**Required task**
Exactly as given, repeat all of the entries.

(begin)

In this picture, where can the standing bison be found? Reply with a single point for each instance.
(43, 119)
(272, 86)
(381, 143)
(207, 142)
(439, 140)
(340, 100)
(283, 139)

(end)

**Task response**
In this picture, where can the standing bison be found? Reply with a single point for each instance.
(43, 119)
(272, 86)
(381, 143)
(207, 142)
(439, 140)
(340, 100)
(283, 139)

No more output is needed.